┌─ Texto fornecido

Leituras: Ex 344b-6.8-9; Sl Dan 3; 2Cor 13,11-13; Jo 3,16-18

Introdução

Com a solenidade de Pentecostes, encerramos, no domingo passado, as celebrações dos grandes ciclos ou mistérios da Vida e da Missão de Jesus: Natal/Páscoa. Hoje, com a Festa da Santíssima Trindade, a Igreja dá início ao ciclo do Tempo Comum, Tempo de sua Vida e de sua Missão no mundo e na história.


1. O único Deus misericordioso e próximo

A revelação do maior mistério de nossa Fé - a Trindade divina - na História Sagrada, deu-se paulatinamente, muito mais paulatinamente que o mistério do Deus Único e Uno. No Antigo Testamento, a grande revelação do Deus único deu-se com o nome de YHWH (Yahweh) – “Eu sou aquele que sou” (Ex 3,14). Esse é o “nomen majestatis” (nome da majestade), dizia Agostinho.

Nome da majestade porque nele tudo é e tudo existe. Fora dele nada é, nada existe. Ao mesmo tempo é uma promessa e uma garantia de fidelidade porque só Ele é fiável e capaz de dar um fundamento inabalável à caminhada e à história de seu Povo. Fora dele os homens andam às apalpadelas e no escuro. Assim, o Povo poderá fundar sua história nessa presença fiel, como antes o fizeram Abraão, Isaac e Jacó.

└─
┌─ Linhas de dados

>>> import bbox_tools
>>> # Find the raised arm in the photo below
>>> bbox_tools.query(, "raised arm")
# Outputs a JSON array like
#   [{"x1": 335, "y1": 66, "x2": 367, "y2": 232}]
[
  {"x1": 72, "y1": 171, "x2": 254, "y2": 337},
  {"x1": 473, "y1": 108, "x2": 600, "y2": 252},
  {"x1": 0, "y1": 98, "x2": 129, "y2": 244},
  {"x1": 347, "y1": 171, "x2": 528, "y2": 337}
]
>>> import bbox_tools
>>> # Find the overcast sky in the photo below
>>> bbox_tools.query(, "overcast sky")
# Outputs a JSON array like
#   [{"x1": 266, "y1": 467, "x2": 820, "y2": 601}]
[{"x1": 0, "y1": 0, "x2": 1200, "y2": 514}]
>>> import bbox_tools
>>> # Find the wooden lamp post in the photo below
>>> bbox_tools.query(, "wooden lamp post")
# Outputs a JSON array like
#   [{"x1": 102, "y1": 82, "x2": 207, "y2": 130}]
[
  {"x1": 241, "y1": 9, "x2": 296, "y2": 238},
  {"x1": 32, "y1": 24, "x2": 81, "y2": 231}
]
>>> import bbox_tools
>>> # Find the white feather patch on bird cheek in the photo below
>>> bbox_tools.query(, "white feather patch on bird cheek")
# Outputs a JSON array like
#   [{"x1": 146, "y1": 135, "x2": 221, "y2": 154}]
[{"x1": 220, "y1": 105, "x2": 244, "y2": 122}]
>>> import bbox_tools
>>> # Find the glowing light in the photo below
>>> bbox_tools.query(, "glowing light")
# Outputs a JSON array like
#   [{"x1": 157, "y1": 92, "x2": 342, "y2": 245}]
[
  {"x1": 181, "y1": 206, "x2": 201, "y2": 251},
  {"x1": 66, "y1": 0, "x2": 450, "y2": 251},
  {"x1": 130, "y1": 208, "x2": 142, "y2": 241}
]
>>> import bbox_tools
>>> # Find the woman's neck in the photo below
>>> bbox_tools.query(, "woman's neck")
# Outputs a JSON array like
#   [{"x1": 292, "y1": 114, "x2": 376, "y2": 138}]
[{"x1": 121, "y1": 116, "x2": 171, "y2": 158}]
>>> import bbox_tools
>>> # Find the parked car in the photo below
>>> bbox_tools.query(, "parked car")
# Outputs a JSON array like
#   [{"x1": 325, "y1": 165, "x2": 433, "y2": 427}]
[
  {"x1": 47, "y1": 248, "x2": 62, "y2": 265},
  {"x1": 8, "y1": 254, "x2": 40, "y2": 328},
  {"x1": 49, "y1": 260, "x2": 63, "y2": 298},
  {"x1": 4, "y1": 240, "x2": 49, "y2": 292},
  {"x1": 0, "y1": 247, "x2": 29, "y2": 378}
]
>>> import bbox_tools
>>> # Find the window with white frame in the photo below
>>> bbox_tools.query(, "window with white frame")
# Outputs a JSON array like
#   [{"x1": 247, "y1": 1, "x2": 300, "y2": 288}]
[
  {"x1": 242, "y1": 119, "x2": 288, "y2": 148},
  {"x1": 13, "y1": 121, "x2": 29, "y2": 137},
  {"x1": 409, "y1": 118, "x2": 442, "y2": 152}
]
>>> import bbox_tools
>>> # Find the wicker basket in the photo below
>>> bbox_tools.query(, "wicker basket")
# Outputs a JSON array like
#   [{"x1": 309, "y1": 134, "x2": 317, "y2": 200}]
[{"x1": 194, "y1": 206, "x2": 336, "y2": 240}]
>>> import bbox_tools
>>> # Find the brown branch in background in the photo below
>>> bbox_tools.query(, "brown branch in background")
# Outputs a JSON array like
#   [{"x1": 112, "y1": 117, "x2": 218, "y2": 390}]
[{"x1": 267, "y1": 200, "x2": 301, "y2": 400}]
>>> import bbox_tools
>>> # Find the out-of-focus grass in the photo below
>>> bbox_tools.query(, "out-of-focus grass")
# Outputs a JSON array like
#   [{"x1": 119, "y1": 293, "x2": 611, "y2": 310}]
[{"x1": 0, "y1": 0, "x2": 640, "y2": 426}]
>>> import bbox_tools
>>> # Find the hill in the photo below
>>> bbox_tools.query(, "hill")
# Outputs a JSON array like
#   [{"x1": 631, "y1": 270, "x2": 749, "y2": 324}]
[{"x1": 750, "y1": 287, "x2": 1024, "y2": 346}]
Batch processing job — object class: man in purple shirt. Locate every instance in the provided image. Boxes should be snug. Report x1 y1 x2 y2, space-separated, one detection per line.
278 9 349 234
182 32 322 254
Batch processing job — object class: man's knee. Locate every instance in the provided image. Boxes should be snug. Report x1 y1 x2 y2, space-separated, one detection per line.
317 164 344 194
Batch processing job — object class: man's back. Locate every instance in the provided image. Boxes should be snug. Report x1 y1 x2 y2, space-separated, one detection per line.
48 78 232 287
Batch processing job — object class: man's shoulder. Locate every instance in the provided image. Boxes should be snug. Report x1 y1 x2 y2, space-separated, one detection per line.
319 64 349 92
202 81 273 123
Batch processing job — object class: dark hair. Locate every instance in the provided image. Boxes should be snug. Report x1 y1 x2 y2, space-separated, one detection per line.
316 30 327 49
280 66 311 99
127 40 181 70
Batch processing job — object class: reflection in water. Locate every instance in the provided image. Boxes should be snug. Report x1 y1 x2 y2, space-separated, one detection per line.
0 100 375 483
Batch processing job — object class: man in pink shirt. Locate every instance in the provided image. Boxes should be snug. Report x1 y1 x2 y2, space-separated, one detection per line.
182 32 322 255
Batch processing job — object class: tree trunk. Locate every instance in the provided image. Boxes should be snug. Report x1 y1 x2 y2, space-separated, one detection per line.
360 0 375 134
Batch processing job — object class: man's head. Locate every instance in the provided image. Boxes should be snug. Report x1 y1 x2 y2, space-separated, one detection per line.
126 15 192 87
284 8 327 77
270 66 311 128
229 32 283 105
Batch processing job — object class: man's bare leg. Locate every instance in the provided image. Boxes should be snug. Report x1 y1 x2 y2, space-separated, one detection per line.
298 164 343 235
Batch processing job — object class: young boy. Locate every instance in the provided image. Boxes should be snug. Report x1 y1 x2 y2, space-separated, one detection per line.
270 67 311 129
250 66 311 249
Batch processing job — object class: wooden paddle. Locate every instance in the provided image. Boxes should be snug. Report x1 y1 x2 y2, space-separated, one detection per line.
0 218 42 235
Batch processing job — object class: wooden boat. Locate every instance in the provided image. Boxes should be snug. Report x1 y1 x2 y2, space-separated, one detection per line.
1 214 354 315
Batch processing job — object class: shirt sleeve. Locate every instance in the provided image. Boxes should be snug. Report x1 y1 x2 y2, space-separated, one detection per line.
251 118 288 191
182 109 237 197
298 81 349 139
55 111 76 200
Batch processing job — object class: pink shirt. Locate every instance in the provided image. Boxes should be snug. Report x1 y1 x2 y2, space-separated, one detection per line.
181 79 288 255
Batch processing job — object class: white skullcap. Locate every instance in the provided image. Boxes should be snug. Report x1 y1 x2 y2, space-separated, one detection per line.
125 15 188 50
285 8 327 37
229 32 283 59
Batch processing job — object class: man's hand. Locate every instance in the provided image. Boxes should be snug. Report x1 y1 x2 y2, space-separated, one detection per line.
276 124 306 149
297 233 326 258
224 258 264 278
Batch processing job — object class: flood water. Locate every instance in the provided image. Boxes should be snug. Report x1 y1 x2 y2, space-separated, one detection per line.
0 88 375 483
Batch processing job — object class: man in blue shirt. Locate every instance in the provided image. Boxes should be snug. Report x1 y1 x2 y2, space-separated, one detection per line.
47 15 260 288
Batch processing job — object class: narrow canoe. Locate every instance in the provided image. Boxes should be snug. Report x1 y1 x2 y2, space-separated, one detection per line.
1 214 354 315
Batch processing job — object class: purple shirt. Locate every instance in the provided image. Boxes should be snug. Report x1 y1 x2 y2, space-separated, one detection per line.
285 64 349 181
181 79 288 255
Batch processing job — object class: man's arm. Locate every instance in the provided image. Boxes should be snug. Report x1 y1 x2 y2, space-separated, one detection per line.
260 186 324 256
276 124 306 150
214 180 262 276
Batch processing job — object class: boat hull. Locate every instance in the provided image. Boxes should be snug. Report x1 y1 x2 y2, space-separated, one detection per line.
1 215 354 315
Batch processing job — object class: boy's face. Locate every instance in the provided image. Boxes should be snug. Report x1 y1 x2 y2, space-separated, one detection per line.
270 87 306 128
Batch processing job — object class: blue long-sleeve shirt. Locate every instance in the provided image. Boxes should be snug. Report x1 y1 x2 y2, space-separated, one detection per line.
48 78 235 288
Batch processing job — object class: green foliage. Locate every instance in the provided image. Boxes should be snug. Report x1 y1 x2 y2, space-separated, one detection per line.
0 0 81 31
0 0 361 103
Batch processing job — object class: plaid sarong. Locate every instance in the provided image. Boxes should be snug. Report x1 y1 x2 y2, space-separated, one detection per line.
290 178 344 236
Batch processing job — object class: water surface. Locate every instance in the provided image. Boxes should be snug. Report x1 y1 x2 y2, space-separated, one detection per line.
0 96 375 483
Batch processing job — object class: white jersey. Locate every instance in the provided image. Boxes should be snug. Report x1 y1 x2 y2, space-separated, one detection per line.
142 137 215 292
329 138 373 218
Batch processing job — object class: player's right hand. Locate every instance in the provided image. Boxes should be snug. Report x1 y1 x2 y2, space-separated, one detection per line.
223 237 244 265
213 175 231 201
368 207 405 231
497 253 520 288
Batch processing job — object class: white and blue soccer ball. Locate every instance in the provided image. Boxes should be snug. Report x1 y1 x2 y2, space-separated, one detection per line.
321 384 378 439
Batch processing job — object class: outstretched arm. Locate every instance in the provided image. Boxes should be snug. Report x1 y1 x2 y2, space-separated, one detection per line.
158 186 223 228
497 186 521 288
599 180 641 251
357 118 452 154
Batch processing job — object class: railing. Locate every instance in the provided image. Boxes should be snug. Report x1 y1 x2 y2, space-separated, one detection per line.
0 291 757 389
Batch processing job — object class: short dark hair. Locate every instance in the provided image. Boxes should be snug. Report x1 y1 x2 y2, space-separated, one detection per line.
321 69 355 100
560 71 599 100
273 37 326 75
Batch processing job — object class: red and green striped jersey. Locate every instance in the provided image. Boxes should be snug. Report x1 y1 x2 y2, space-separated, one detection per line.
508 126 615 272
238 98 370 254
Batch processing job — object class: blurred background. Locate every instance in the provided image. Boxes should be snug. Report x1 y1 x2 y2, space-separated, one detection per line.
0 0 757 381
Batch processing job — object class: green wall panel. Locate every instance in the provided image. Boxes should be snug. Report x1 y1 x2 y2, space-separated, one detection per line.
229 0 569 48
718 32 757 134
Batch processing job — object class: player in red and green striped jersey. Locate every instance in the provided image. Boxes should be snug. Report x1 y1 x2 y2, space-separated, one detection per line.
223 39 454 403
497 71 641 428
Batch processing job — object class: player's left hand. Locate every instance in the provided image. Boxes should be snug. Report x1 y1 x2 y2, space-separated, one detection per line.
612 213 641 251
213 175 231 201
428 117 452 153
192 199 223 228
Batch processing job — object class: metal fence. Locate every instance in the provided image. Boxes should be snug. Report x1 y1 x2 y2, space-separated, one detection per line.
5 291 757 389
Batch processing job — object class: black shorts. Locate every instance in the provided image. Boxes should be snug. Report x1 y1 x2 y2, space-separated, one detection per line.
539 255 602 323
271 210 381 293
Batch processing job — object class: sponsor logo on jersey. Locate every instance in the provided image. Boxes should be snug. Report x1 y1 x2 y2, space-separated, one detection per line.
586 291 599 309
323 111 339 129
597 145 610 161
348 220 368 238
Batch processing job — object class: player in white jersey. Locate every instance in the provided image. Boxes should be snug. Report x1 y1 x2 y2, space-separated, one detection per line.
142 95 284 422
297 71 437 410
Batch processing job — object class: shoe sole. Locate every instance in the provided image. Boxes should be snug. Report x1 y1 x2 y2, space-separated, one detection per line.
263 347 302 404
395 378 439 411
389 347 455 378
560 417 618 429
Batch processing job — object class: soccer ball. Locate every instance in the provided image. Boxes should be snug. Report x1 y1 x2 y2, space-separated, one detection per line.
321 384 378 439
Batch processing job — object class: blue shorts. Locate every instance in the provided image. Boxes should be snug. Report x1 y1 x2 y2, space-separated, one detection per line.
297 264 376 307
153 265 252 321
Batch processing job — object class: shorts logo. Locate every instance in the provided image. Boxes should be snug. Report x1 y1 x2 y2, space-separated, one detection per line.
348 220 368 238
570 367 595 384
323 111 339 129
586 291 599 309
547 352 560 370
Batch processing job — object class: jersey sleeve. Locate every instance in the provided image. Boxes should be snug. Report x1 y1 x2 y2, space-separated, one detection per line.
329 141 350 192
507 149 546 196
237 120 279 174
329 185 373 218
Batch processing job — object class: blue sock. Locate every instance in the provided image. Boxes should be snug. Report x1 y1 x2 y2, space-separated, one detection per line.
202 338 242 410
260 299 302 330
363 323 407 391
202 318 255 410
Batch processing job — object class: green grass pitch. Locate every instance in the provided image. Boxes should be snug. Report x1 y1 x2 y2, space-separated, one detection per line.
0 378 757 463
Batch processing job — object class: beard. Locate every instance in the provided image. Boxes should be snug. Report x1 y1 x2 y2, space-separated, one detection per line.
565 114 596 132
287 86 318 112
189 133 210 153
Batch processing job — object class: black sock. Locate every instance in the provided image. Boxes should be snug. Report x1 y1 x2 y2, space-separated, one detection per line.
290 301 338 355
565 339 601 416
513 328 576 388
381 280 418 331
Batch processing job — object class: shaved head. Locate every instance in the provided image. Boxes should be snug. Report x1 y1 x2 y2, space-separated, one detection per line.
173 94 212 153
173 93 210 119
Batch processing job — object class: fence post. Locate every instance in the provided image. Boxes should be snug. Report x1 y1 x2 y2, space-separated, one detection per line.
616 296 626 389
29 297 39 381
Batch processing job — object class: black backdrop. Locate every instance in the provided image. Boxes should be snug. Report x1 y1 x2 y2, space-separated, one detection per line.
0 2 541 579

└─

** O que fazer **
1 - Traduza para o inglês esta frase do texto fornecido: "Fora dele os homens andam às apalpadelas e no escuro."
2 - Responda com base no texto fornecido:
(a) Com qual solenidade se encerraram, no domingo passado, as celebrações dos grandes ciclos?
(b) Com que nome se deu, no Antigo Testamento, a grande revelação do Deus único?
(c) Quem chamava esse nome de "nomen majestatis"?
3 - Diga se cada afirmação concorda com o texto fornecido:
(a) Com a Festa da Santíssima Trindade, a Igreja começa o ciclo do Tempo Comum.
(b) A Trindade foi revelada mais depressa que o mistério do Deus único.
(c) Abraão, Isaac e Jacó já tinham fundado sua história nessa presença fiel.
O material foi tirado de outra fonte.

** Respostas do exercício **
1 - Apart from him, men grope their way along in the dark.

2 -
(a) Com a solenidade de Pentecostes.
(b) Com o nome de YHWH (Yahweh).
(c) Agostinho.

3 -
(a) Sim: "Hoje, com a Festa da Santíssima Trindade, a Igreja dá início ao ciclo do Tempo Comum"
(b) Não: "deu-se paulatinamente, muito mais paulatinamente que o mistério do Deus Único e Uno"
(c) Sim: "o Povo poderá fundar sua história nessa presença fiel, como antes o fizeram Abraão, Isaac e Jacó"